→ **FRAGMENT TEKSTU**
□ □ □
Po niedawnej premierze tak zwanego czterodrzwiowego coupe przyszedł czas na kolejną, tym razem bardziej uniwersalną odmianę nadwoziową modelu CLA. Oto Mercedes CLA Shooting Brake.
Gama kompaktowych Mercedesów właśnie wzbogaciła się o kolejny model. Oznacza to, że nabywcy mogą teraz wybierać pomiędzy: klasycznym, 5-drzwiowym hatchbackiem (klasą A), czterodrzwiowym sedanem (klasą A Limuzyna), usportowionym sedanem (CLA) oraz uniwersalnym wariantem tego ostatniego (CLA Shooting Brake). Celowo nie piszemy o nim „kombi”, ponieważ nadwozie typu Shooting Brake stanowi pomost pomiędzy klasycznymi „kombiakami” a modelami typu coupe.
Mercedes CLA Shooting Brake – wymiary
Nowy CLA Shooting Brake na długość mierzy o 48 mm (4688 mm) więcej niż poprzednik, jest o 53 mm szersze (1830 mm) i tylko o 2 mm niższe (1442 mm). Za to o 30 mm wzrósł rozstaw osi (do 2729 mm), co pozwala spodziewać się bardziej przestronnej niż do tej pory kabiny. Tym bardziej że poprzednik ilością miejsca dla pasażerów kanapy zdecydowanie nie rozpieszczał. Względem CLA nowy wariant wyróżnia się gorszym współczynnikiem oporu powietrza wynoszącym 0,26, czyli o 0,03 wyższym. Mimo wszystko to naprawdę godny uznania wynik.
□ □ □
→ **ZADANIA DO WYKONANIA**
1. Jaki współczynnik oporu powietrza podaje tekst o Mercedesie CLA Shooting Brake dla nowego wariantu?
2. Wymień wszystkie modele z gamy kompaktowych Mercedesów, spośród których według tekstu o Mercedesie CLA Shooting Brake mogą teraz wybierać nabywcy.

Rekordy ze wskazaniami
□ □ □
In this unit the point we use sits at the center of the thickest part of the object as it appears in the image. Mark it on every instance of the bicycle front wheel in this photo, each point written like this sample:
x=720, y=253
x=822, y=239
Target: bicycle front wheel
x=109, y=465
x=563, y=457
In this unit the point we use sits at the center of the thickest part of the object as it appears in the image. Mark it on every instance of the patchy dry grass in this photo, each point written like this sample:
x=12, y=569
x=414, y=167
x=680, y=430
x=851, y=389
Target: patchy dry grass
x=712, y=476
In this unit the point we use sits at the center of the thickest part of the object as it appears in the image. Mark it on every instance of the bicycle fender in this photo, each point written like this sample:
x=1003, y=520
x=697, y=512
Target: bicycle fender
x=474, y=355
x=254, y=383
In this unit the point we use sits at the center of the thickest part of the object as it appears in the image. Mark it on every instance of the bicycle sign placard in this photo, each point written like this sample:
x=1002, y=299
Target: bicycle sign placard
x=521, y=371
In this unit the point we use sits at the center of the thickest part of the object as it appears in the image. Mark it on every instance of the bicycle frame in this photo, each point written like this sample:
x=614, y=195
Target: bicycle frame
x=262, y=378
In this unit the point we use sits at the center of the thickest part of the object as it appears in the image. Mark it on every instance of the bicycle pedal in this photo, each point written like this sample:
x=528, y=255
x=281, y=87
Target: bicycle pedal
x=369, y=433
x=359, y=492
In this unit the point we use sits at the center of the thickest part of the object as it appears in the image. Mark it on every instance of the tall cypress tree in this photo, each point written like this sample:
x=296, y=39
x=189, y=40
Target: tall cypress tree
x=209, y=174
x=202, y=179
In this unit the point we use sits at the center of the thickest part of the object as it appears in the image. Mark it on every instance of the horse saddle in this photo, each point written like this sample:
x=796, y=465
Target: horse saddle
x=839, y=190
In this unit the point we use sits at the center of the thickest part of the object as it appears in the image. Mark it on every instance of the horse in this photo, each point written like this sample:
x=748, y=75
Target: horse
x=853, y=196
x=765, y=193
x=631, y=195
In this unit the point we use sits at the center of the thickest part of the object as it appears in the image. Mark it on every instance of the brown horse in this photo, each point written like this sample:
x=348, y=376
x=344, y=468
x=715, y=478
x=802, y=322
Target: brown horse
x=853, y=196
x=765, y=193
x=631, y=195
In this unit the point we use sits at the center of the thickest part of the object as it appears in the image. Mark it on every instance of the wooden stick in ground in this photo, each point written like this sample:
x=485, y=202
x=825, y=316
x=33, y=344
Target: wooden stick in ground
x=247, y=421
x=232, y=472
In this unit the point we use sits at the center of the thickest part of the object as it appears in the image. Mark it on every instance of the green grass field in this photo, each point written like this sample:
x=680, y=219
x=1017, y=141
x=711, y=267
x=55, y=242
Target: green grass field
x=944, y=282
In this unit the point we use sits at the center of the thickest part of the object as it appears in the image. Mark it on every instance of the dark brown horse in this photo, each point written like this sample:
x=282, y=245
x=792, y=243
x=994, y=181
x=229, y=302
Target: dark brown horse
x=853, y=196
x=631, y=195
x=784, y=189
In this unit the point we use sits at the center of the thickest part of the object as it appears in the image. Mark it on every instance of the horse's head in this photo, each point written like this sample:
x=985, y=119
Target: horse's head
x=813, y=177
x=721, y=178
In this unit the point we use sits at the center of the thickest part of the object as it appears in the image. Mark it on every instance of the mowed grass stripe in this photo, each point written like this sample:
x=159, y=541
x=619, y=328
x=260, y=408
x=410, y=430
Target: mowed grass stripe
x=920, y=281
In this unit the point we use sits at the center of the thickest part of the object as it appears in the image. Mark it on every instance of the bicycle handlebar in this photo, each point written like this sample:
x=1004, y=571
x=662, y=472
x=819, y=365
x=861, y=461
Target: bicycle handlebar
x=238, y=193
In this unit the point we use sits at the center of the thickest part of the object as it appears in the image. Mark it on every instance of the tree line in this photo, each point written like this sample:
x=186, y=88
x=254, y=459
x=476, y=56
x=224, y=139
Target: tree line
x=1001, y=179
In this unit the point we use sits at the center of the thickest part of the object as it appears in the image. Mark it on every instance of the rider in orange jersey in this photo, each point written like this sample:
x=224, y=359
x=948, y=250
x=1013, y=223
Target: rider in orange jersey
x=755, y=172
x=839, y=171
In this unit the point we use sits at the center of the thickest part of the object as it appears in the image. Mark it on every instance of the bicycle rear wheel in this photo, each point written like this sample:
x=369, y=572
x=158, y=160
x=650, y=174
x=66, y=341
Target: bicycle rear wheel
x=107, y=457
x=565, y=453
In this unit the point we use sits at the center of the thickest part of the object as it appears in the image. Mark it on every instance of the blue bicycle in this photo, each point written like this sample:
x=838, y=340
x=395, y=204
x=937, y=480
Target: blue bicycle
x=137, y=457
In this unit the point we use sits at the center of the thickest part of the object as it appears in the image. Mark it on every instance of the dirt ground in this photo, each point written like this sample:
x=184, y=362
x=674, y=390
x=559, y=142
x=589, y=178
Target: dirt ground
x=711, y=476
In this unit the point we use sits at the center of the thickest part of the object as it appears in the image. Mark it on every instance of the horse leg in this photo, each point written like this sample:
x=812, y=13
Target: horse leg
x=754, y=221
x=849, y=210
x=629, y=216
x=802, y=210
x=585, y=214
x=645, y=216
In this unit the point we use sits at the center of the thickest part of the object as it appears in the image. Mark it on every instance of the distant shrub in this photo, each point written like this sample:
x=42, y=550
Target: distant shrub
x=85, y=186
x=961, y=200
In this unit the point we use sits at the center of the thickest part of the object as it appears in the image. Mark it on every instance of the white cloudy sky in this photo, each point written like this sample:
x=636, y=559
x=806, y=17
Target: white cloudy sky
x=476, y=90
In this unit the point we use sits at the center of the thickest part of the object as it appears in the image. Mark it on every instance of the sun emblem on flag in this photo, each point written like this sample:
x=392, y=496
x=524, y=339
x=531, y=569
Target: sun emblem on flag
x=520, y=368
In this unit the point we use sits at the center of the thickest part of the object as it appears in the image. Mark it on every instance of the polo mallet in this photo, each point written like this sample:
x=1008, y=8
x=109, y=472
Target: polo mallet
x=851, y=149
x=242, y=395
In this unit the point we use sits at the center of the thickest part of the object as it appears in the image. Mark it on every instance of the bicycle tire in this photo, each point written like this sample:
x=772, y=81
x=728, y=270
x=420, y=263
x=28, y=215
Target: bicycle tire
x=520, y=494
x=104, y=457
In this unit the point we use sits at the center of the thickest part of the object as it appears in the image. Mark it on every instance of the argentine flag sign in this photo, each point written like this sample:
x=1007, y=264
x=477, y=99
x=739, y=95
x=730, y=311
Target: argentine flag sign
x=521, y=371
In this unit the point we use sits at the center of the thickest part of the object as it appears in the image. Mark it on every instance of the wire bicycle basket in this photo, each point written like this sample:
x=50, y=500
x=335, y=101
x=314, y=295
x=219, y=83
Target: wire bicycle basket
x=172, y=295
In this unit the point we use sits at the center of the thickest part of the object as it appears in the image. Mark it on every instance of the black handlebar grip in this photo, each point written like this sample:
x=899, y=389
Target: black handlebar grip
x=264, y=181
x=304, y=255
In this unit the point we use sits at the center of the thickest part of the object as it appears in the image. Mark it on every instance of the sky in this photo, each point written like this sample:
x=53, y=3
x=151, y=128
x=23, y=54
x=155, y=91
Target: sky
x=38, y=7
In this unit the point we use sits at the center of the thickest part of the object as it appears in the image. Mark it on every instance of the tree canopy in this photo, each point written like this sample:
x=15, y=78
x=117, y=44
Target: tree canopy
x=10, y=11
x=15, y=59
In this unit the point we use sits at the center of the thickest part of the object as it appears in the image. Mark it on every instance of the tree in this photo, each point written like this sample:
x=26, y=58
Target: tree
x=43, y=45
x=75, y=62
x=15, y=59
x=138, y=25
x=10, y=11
□ □ □
→ **ODPOWIEDZI**
1. 0,26

2. Klasa A (5-drzwiowy hatchback), klasa A Limuzyna (czterodrzwiowy sedan), CLA (usportowiony sedan), CLA Shooting Brake (uniwersalny wariant CLA).